● Written task:
Return every line in the records below that contains the string "trousers". Case counts.

Extracted entries start

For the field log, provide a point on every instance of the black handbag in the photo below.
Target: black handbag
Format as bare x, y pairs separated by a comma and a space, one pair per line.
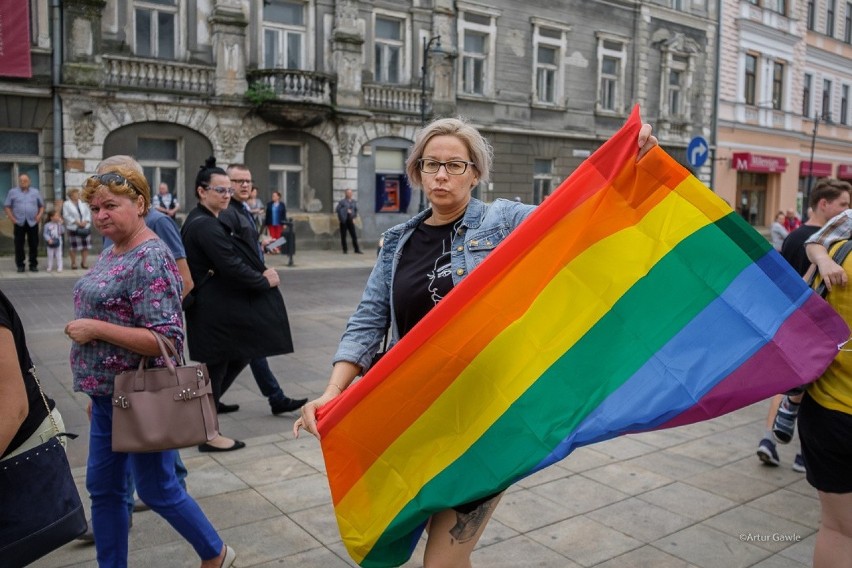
41, 508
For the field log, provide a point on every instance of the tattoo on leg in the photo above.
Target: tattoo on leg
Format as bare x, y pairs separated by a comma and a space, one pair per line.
467, 524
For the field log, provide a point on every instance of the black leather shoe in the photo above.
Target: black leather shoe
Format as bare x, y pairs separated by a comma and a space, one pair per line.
223, 408
287, 405
237, 445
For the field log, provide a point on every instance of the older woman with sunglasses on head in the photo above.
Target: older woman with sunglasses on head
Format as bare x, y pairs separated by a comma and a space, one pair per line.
236, 311
420, 263
133, 287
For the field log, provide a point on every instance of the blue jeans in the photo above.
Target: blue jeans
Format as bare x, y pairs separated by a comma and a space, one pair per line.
266, 381
180, 472
106, 481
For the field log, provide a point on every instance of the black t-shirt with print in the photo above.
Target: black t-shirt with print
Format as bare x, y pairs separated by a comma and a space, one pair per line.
424, 274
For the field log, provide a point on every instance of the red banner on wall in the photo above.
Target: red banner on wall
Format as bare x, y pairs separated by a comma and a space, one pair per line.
15, 39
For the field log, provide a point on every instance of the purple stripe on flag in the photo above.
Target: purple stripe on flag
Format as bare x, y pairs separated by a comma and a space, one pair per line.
814, 317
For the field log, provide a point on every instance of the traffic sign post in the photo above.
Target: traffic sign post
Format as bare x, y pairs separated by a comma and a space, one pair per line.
697, 152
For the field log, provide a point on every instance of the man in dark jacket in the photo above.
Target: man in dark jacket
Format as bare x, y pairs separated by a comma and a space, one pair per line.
238, 218
347, 210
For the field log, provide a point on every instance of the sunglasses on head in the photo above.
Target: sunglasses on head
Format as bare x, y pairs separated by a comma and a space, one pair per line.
220, 189
112, 178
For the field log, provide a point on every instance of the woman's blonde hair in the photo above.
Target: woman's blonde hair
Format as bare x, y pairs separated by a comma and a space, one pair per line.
128, 182
481, 152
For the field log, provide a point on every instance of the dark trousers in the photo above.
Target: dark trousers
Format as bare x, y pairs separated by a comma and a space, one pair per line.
223, 375
31, 234
348, 225
266, 381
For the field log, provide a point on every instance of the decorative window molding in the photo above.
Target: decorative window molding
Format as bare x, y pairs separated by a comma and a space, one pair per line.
550, 41
612, 63
285, 34
678, 57
392, 47
477, 33
158, 28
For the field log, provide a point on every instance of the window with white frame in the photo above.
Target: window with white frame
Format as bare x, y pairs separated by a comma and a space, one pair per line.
284, 30
750, 79
549, 51
777, 85
826, 100
19, 154
806, 95
477, 29
830, 10
161, 163
389, 49
156, 28
847, 23
286, 167
542, 179
676, 77
612, 57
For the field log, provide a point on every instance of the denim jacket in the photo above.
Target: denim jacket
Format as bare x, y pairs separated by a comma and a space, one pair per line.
483, 228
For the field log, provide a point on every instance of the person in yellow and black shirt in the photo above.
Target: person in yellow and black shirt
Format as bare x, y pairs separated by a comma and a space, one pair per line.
825, 432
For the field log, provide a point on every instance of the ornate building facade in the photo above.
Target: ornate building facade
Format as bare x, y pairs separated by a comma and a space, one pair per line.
317, 96
784, 116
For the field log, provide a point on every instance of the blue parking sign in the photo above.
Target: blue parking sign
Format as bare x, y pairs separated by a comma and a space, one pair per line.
697, 152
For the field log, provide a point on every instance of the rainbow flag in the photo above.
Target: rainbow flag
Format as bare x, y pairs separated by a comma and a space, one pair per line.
632, 299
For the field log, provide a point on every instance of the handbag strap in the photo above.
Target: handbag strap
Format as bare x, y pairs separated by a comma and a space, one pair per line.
44, 400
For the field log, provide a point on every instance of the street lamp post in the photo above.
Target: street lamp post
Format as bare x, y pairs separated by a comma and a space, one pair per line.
811, 168
427, 46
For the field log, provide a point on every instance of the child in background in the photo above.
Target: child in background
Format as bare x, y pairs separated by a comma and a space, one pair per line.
53, 231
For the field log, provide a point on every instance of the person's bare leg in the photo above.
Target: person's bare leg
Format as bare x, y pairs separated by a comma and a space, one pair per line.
833, 545
453, 535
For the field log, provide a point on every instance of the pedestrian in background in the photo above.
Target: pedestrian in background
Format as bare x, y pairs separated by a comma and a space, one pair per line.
276, 215
53, 231
78, 223
777, 232
257, 209
24, 208
237, 217
347, 211
111, 334
166, 202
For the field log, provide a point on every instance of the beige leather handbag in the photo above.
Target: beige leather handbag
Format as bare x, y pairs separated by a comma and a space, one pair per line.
163, 408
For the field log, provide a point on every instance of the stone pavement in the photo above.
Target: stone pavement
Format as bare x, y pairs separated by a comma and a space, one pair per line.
694, 496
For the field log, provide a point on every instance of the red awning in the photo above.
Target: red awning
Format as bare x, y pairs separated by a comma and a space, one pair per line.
748, 162
816, 169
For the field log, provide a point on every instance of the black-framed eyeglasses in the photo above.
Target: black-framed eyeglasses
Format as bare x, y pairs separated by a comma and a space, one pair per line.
112, 178
220, 189
453, 167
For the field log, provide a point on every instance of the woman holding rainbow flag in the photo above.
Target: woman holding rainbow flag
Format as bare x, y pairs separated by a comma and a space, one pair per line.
420, 262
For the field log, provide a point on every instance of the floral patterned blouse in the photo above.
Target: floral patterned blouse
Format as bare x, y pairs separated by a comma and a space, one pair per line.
140, 288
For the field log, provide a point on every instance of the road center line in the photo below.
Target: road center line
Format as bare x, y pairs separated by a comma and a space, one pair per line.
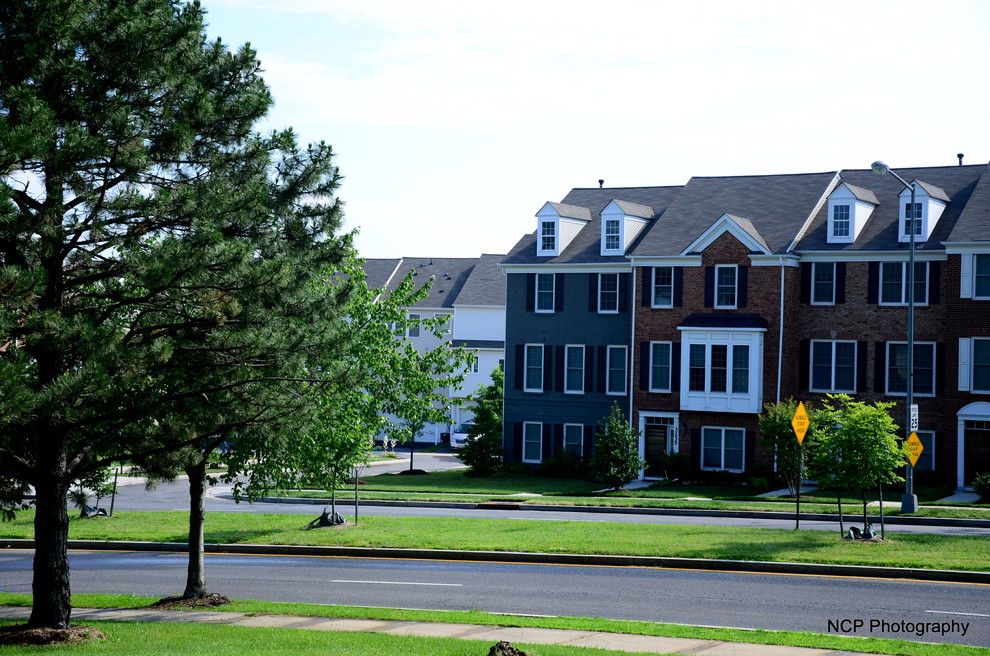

Extracted entries end

● Output of the exercise:
For the field log, provide a point on every instance of the dark trousers in the photo above.
Target: dark trousers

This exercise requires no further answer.